Data records:
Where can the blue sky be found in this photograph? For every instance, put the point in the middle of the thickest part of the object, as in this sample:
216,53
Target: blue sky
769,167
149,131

### Work item
Each entry above must be set down again without alteration.

### Written response
Where can the blue sky be found in this photograph? For every instance, put the point in the middle of the thickest part of the object, as in this sample:
216,53
Target: blue sky
769,167
149,131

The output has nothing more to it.